Pointing dataset records:
»»

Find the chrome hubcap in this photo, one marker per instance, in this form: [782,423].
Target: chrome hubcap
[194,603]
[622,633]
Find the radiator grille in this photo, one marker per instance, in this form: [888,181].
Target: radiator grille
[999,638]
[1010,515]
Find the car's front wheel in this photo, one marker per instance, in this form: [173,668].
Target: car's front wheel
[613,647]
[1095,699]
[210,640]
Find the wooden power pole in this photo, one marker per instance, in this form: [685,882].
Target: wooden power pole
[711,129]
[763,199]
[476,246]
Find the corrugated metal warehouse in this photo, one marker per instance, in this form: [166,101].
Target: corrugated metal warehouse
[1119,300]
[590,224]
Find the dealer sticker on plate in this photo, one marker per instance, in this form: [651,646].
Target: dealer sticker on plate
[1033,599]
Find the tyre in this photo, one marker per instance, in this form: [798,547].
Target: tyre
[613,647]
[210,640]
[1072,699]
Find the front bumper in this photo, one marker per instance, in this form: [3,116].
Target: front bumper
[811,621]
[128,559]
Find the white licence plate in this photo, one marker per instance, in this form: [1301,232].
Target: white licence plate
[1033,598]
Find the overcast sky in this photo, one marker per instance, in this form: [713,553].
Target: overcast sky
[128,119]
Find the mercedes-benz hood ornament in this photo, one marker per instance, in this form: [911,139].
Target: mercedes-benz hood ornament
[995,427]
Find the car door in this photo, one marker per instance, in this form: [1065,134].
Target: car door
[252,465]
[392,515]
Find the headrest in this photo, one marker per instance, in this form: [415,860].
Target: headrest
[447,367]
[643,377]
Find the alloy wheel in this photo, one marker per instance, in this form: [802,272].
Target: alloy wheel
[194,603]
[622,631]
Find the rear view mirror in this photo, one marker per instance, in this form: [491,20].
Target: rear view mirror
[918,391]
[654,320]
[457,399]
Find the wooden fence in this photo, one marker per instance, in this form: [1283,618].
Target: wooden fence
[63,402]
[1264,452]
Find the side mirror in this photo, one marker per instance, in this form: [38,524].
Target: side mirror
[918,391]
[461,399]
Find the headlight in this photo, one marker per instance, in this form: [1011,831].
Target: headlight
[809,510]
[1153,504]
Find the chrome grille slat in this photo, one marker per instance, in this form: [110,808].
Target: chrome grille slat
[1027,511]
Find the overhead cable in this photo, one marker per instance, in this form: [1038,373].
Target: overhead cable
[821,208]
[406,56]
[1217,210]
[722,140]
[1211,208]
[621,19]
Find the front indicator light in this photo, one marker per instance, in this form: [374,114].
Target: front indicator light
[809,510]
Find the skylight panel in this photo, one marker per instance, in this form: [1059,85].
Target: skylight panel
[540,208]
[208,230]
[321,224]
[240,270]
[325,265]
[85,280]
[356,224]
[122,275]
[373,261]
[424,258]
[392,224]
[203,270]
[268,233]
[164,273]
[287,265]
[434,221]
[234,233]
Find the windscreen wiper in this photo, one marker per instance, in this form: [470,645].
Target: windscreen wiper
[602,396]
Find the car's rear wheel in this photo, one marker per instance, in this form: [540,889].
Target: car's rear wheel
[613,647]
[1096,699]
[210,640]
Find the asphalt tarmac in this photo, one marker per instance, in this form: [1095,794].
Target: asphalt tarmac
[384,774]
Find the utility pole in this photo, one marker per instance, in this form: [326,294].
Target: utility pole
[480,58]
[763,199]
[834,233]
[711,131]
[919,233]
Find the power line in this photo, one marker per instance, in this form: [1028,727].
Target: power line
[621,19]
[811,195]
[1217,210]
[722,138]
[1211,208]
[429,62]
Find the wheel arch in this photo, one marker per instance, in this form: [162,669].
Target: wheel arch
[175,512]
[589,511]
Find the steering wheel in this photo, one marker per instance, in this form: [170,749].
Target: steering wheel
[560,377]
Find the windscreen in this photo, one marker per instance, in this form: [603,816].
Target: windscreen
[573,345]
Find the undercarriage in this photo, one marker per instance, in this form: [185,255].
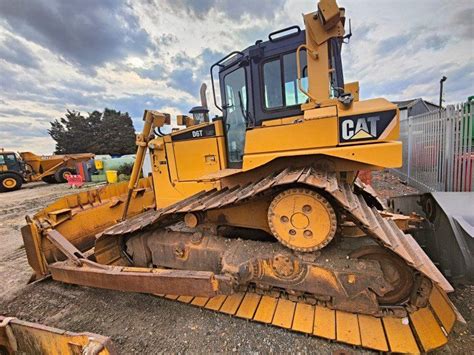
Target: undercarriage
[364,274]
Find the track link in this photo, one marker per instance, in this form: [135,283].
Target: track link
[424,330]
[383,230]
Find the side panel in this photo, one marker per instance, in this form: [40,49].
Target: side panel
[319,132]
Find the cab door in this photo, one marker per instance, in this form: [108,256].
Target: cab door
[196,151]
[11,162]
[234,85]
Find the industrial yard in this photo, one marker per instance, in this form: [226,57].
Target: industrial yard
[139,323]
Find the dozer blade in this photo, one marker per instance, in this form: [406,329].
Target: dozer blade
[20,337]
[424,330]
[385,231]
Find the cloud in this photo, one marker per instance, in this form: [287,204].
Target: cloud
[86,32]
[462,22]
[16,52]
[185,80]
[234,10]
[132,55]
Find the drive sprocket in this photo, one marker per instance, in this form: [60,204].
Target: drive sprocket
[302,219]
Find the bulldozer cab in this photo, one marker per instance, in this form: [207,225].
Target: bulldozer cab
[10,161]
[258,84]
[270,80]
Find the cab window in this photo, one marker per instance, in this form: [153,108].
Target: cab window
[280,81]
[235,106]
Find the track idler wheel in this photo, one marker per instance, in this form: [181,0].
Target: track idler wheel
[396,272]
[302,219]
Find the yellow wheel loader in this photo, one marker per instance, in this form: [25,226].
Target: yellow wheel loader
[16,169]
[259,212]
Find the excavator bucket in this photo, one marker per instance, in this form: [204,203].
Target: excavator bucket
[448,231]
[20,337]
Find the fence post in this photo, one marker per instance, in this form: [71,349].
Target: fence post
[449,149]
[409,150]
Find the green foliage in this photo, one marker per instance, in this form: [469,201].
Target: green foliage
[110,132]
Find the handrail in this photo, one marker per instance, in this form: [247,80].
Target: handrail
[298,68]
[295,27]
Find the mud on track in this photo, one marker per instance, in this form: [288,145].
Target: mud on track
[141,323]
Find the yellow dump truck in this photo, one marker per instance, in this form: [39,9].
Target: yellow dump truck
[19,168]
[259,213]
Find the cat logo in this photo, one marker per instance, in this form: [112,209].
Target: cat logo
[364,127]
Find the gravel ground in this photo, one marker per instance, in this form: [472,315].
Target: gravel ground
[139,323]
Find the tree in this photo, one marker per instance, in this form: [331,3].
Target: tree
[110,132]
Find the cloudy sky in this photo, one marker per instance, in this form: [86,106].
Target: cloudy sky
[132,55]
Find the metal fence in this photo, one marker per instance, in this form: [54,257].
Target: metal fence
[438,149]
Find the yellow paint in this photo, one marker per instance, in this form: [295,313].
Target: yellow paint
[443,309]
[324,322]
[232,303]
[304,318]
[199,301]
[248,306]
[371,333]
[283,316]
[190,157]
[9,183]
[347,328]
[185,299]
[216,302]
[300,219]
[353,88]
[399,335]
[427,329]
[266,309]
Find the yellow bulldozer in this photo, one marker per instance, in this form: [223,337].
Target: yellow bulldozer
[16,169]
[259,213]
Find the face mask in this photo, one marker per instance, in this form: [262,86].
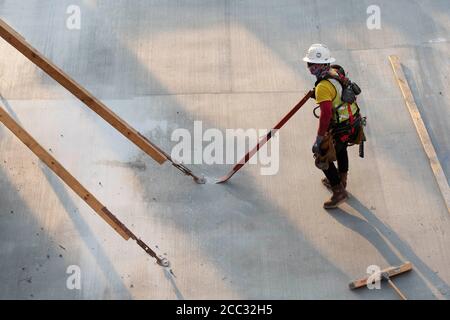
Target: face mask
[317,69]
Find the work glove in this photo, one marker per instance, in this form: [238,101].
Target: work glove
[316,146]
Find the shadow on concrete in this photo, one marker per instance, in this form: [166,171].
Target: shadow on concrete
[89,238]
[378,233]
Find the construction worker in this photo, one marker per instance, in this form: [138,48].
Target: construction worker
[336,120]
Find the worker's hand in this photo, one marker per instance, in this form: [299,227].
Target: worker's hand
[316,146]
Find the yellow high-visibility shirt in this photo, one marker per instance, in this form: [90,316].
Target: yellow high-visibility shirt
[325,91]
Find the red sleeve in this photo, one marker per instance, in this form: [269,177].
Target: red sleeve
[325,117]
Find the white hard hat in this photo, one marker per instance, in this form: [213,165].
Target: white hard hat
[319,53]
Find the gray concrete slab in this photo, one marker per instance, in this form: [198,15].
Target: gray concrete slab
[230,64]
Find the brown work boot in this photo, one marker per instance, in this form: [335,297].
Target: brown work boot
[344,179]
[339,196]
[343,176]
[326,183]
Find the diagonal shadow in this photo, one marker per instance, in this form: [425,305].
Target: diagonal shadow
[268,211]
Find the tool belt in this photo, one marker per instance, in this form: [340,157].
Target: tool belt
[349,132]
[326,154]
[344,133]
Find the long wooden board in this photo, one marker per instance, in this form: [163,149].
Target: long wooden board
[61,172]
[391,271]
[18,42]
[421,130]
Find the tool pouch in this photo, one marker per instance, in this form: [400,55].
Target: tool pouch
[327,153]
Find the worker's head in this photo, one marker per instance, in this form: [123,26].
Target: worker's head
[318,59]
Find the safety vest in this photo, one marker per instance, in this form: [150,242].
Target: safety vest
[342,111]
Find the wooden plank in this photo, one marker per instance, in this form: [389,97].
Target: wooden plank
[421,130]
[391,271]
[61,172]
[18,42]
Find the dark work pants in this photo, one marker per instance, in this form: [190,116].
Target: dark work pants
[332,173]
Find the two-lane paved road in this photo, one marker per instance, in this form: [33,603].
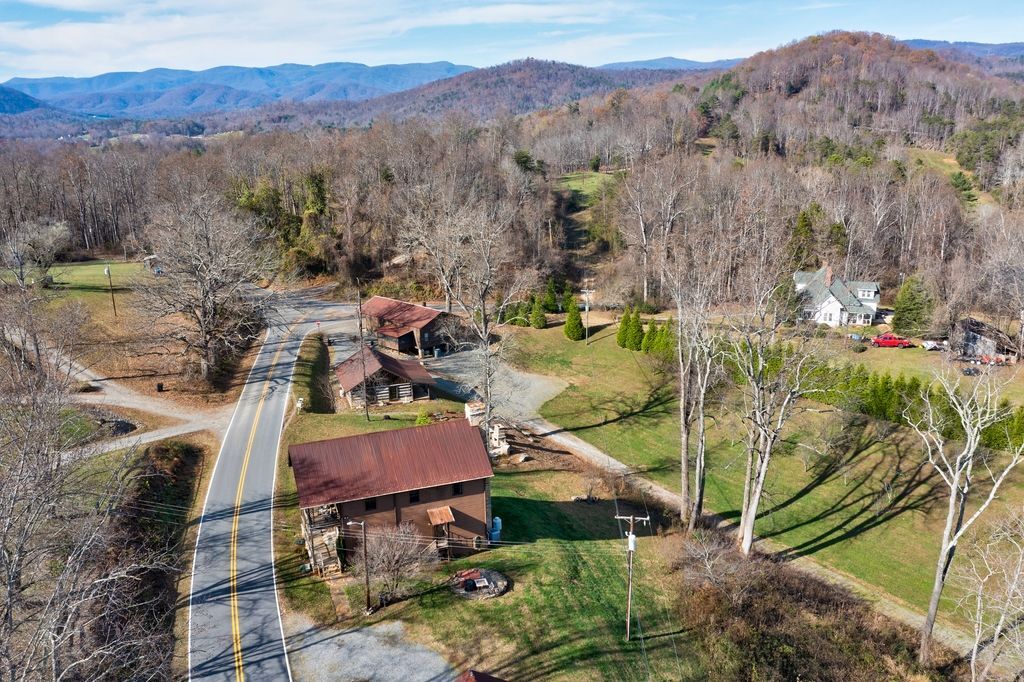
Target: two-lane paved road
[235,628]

««
»»

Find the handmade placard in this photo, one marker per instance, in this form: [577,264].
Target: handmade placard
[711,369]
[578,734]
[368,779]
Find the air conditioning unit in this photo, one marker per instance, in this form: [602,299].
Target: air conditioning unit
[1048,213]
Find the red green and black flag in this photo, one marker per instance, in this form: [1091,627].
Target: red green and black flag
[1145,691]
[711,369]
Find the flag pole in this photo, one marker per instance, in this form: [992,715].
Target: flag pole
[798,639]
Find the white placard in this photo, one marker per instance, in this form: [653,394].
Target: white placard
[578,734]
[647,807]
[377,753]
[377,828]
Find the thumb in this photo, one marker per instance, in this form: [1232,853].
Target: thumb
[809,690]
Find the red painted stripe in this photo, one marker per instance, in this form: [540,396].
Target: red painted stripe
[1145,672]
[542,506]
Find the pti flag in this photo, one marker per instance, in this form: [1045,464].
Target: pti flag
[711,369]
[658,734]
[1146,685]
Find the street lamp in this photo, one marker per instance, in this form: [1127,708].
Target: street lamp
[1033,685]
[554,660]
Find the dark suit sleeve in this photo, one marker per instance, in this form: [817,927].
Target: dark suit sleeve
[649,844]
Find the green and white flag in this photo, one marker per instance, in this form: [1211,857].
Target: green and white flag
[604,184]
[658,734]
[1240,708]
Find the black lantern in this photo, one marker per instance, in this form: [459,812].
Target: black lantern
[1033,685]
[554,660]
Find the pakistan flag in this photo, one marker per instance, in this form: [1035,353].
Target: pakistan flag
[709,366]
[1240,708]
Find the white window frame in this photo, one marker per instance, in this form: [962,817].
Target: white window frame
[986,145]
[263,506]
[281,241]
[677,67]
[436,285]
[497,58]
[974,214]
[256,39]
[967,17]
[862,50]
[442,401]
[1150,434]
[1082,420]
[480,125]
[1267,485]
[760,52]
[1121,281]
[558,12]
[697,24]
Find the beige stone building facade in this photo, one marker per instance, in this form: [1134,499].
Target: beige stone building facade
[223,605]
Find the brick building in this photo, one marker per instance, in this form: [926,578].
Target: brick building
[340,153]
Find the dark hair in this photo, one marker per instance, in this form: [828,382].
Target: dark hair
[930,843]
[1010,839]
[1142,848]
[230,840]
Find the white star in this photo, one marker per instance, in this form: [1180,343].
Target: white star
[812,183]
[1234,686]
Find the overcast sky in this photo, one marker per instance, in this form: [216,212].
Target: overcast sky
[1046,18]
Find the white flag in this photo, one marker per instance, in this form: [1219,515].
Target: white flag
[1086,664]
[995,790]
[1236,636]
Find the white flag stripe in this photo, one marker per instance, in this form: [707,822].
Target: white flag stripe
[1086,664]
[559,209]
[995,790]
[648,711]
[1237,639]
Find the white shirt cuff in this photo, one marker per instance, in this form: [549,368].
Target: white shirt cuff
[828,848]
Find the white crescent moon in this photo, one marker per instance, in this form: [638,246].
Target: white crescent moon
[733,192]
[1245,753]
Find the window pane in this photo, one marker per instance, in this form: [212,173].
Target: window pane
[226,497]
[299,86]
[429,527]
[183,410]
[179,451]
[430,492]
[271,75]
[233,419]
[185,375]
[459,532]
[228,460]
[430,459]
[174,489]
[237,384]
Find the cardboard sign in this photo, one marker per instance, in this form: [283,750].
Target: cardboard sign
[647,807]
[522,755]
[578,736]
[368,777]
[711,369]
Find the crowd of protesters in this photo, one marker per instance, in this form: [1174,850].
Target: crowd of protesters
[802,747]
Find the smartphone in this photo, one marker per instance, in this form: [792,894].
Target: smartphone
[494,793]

««

### GIVEN EXERCISE
State how many lines of the records contain the string "industrial", matching case exactly. Give only the number.

### OUTPUT OF THE TASK
2